» Your task
Turn the lines from the one containing "Target = white fog haze" down through the last of the rows below, and only those lines, into a JSON list of strings with one string per line. Leave out any blank lines.

— Start Raw data —

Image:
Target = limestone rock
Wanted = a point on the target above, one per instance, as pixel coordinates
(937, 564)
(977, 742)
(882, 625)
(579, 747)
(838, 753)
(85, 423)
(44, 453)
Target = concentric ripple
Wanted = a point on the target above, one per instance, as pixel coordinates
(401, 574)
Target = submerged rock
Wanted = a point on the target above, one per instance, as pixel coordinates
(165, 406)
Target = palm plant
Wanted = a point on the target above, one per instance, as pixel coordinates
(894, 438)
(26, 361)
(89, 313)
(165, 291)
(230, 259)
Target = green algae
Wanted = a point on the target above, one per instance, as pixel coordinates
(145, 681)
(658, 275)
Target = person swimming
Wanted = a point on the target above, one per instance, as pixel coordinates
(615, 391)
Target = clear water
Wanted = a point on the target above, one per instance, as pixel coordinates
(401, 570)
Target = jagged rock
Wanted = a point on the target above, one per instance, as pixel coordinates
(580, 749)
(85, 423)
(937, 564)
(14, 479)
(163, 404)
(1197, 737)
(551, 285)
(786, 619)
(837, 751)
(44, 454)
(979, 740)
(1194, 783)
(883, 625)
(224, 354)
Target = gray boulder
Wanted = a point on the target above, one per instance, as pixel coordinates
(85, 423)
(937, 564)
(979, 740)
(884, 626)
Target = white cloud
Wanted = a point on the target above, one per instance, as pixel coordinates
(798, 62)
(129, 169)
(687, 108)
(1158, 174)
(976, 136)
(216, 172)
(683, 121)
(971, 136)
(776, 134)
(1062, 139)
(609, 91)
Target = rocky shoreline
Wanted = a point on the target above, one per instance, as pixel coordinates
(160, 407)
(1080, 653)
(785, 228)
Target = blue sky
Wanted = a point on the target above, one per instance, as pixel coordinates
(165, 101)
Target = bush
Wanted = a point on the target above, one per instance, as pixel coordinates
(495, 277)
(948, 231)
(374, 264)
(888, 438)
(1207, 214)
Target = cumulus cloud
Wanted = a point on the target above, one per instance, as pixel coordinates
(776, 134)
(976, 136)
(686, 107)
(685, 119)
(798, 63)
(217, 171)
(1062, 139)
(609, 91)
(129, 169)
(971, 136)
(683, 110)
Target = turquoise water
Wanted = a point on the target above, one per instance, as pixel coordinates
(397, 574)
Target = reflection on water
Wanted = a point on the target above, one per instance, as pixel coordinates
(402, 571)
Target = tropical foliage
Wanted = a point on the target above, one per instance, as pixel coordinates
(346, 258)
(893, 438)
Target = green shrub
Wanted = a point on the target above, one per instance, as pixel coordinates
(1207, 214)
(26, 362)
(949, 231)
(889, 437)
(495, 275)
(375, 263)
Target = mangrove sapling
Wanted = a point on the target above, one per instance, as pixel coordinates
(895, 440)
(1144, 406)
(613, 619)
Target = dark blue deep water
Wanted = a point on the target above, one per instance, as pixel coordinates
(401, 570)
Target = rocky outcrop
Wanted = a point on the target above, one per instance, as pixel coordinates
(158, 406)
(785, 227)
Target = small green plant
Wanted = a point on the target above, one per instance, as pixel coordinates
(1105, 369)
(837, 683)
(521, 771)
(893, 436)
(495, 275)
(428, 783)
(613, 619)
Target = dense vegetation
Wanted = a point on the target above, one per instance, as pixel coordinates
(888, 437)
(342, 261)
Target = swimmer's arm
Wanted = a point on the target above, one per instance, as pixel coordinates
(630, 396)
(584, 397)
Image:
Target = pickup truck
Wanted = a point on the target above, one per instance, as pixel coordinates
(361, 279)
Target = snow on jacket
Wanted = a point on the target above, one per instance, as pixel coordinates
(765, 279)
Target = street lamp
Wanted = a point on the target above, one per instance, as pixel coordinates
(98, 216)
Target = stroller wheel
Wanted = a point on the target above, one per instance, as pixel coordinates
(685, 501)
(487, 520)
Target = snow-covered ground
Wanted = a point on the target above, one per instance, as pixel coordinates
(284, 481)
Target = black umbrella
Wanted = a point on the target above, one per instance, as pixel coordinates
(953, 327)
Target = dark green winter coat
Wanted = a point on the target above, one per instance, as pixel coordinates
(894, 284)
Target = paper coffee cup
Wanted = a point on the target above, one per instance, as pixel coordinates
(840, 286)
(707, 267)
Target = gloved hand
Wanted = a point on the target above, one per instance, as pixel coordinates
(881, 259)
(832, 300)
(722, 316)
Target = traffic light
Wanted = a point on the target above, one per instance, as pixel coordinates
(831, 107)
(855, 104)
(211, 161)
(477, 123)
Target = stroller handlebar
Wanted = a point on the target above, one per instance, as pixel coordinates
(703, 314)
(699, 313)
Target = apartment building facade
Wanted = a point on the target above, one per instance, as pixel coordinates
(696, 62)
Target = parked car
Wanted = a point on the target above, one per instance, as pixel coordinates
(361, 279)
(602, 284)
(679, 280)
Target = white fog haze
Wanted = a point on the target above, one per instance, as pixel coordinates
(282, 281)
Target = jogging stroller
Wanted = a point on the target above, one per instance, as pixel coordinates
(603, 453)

— End Raw data —

» Written reply
[
  "Target = white fog haze",
  "Wanted = a point on the target above, one per instance, as pixel coordinates",
  "(282, 281)",
  "Target = jogging stroller",
  "Wanted = a point on the target above, one per instance, as pixel coordinates",
  "(603, 453)"
]